-- What you are asked to do --
Carry on the document section about the Topos quality lattice, starting right after its last sentence.

-- Document section --
================
The three pillars SIMPLE, COMPOSABLE, and SECURE are pairwise incomparable — a
file can achieve any subset of them independently. The overall lattice_element in the
response is determined by which combination of pillars scored ≥ their calibrated thresholds:
SIMPLE = 1, COMPOSABLE = 1, SECURE = 1 → IDEAL
SIMPLE = 1, COMPOSABLE = 1, SECURE = 0 → SIMPLE_COMPOSABLE
SIMPLE = 1, COMPOSABLE = 0, SECURE = 1 → SIMPLE_SECURE
SIMPLE = 0, COMPOSABLE = 1, SECURE = 1 → COMPOSABLE_SECURE
SIMPLE = 1, COMPOSABLE = 0, SECURE = 0 → SIMPLE
SIMPLE = 0, COMPOSABLE = 1, SECURE = 0 → COMPOSABLE
SIMPLE = 0, COMPOSABLE = 0, SECURE = 1 → SECURE
SIMPLE = 0, COMPOSABLE = 0, SECURE = 0 → SLOP
Comparing Programs (Profunctors)¶
While the three quality pillars define a program’s absolute placement on the evaluation lattice (the characteristic morphism), Topos also provides relational tools to measure the “distance” or “overlap” between two programs. In our category-theoretic model, these are Profunctors.
================
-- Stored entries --
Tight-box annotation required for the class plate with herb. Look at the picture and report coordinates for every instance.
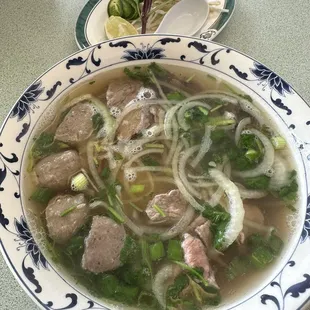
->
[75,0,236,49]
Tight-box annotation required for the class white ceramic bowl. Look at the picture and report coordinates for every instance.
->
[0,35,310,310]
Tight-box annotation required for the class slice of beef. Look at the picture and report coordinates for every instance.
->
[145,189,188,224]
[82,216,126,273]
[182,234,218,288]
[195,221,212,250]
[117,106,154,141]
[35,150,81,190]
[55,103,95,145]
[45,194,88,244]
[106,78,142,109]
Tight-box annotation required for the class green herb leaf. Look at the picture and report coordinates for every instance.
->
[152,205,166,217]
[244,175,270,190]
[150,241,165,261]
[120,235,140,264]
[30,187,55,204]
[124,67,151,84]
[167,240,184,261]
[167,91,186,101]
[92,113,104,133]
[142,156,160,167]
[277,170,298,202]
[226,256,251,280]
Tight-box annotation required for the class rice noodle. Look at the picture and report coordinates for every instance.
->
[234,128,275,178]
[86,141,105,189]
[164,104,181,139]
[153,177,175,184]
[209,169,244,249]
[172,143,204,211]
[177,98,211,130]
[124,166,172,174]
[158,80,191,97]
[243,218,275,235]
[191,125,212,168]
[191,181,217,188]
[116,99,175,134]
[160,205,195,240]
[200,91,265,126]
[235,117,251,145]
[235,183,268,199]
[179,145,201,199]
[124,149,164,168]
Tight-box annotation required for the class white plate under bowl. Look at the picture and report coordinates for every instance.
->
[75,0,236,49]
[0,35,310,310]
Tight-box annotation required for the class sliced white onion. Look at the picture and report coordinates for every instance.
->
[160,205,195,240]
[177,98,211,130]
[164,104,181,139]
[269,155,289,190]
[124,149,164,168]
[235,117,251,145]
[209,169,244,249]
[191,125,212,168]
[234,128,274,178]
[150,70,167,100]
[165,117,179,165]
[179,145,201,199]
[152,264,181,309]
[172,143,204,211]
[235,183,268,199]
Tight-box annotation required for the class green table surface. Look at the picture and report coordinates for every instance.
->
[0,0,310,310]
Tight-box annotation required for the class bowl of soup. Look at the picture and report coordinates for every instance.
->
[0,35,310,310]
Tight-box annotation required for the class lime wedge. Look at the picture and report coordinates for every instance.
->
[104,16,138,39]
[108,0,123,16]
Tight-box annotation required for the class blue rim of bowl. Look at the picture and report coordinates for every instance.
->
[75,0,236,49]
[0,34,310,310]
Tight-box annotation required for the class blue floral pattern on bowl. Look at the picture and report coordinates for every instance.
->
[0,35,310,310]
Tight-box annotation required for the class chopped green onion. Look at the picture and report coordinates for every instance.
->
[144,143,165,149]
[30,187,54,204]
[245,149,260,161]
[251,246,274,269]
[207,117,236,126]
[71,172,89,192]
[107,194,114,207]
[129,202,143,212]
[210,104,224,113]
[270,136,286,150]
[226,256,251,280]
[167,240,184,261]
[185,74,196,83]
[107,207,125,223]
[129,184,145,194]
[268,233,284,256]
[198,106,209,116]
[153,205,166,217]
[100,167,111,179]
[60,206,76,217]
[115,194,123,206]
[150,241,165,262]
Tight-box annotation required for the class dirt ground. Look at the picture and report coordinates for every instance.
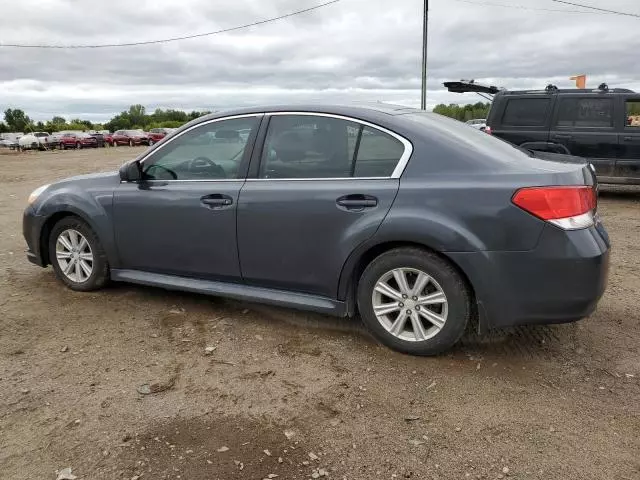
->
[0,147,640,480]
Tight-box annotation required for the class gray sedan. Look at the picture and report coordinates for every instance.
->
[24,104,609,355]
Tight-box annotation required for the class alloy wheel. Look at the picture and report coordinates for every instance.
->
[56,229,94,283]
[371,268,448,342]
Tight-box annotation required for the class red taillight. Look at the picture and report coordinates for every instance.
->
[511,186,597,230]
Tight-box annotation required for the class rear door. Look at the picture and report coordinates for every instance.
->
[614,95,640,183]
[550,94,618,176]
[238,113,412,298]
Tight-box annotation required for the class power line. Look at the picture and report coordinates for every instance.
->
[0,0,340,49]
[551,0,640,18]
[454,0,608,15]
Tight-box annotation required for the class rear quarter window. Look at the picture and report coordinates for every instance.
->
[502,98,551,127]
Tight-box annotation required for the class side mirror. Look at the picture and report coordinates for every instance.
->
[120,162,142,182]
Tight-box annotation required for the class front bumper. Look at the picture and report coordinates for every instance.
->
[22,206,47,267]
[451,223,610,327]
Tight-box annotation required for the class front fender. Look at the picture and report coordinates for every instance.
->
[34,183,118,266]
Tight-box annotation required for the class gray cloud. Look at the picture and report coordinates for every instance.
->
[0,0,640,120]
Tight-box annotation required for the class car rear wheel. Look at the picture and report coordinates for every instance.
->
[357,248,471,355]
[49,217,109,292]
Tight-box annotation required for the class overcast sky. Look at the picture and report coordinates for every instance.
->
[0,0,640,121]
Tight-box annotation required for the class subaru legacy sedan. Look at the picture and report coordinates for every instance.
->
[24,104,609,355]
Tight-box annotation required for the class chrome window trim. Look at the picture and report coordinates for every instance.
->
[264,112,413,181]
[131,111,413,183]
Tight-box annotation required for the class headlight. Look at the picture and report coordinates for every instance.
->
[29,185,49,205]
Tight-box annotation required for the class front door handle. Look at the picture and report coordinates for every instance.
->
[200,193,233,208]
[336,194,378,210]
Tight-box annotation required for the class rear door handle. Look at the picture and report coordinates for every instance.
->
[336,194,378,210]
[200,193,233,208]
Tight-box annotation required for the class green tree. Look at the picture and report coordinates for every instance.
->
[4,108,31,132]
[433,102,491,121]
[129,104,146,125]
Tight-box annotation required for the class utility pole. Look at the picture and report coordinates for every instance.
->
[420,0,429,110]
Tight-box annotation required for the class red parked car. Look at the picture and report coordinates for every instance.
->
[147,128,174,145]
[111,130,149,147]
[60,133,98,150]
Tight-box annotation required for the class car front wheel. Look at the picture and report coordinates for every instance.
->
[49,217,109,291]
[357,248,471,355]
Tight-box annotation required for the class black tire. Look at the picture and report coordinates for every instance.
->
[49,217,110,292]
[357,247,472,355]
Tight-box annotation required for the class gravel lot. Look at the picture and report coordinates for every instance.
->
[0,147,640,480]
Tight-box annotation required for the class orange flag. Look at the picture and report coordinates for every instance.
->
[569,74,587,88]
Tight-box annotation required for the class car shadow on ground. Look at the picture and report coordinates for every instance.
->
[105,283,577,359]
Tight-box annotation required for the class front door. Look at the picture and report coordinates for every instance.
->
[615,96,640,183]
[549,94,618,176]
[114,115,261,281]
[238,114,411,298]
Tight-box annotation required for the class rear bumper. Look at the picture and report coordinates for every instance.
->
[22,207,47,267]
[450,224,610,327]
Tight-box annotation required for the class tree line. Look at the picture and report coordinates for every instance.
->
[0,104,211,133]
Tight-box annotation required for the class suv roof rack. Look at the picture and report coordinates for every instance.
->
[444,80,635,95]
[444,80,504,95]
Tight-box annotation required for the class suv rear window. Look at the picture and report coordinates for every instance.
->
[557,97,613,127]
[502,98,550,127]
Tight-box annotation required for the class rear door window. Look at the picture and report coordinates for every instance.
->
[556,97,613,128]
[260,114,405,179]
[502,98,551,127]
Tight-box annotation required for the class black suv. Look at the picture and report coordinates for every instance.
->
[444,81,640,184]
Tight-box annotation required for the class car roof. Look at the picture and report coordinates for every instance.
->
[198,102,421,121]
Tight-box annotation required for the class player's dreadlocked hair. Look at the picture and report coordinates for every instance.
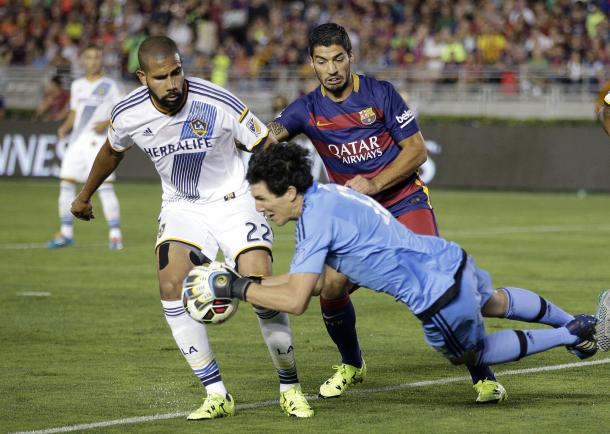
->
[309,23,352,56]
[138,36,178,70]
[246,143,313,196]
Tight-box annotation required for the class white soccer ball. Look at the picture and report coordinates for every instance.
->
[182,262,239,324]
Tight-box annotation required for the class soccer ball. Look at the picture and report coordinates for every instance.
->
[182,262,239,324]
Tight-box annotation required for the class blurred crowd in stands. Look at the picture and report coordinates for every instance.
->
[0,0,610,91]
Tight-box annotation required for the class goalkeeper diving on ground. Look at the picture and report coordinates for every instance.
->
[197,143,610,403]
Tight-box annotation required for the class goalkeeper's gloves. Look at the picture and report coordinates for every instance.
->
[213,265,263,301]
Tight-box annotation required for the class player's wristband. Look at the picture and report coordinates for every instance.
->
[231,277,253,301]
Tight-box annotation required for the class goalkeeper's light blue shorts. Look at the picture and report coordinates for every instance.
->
================
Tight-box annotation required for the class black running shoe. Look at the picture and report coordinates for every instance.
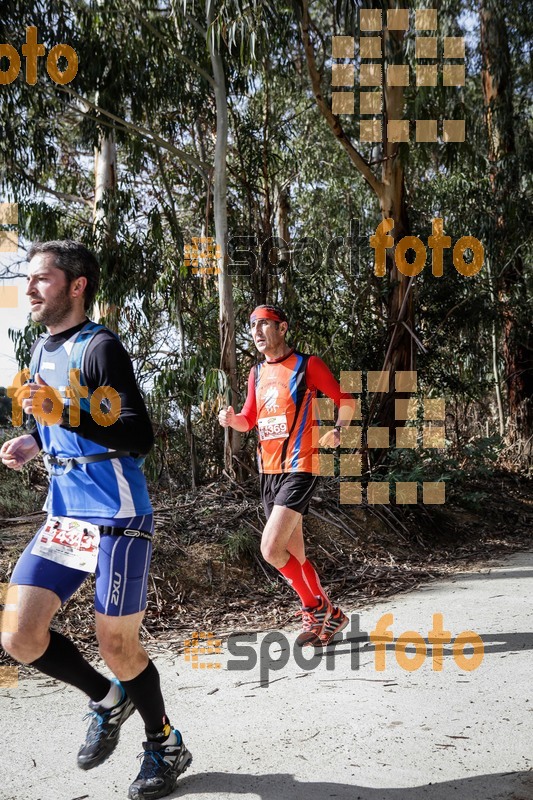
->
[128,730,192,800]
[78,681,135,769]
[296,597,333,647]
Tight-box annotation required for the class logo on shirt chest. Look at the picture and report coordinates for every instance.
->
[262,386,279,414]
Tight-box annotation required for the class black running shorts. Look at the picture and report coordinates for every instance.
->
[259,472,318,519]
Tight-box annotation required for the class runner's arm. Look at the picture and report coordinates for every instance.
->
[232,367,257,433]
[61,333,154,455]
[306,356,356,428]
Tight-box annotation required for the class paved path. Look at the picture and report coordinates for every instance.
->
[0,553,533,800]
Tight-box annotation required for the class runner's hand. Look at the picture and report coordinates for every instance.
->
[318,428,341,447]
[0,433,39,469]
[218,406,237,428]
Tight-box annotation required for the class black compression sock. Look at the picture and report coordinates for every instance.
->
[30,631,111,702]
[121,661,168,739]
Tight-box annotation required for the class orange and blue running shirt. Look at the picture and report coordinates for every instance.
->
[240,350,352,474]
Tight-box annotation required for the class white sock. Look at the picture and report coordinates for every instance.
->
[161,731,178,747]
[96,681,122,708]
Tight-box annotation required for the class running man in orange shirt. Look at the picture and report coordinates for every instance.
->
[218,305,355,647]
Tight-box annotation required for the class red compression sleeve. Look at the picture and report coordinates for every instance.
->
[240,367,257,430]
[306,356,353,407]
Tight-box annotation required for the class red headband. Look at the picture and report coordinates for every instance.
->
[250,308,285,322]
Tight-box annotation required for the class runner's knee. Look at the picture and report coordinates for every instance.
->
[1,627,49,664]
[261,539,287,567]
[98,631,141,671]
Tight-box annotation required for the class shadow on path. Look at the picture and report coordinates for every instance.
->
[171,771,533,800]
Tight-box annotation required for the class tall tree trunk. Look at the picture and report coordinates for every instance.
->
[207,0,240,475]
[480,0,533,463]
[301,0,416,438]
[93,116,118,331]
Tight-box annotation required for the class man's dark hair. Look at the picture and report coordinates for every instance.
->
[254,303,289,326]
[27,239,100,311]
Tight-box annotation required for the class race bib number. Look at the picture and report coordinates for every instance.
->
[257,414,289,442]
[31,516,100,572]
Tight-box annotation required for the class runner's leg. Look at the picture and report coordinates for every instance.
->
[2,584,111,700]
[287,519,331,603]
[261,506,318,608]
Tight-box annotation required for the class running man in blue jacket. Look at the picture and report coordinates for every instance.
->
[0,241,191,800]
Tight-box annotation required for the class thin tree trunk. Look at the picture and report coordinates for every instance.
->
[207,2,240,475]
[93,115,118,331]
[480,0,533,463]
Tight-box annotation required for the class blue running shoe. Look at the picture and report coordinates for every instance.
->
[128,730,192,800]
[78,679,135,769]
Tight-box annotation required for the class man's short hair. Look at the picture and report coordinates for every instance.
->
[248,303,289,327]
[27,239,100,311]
================
-- Exercise output --
Note
Important: Profunctors are comparative metrics. They are highly useful for agent workflows (e.g., “did this refactor actually change the structure?”) but they do not influence the Quality Badges or the evaluation lattice.
Topos supports several relational metrics across its different graph representations:
CFG Comparison: Measures changes in cyclomatic complexity and edge distribution. (e.g., detecting if an agent added a new conditional branch).
CPG Comparison: Measures changes in dangerous API usage and taint flows, as well as general node-type overlap (Jaccard similarity).
MDG Comparison: Measures changes in coupling, fan-in/fan-out, and dependency depth.
PDG Comparison: Computes the Jaccard similarity of control and data dependencies between two versions of a function.
AST Edit Distance: Measures the topological drift between two programs using UAST edit distance.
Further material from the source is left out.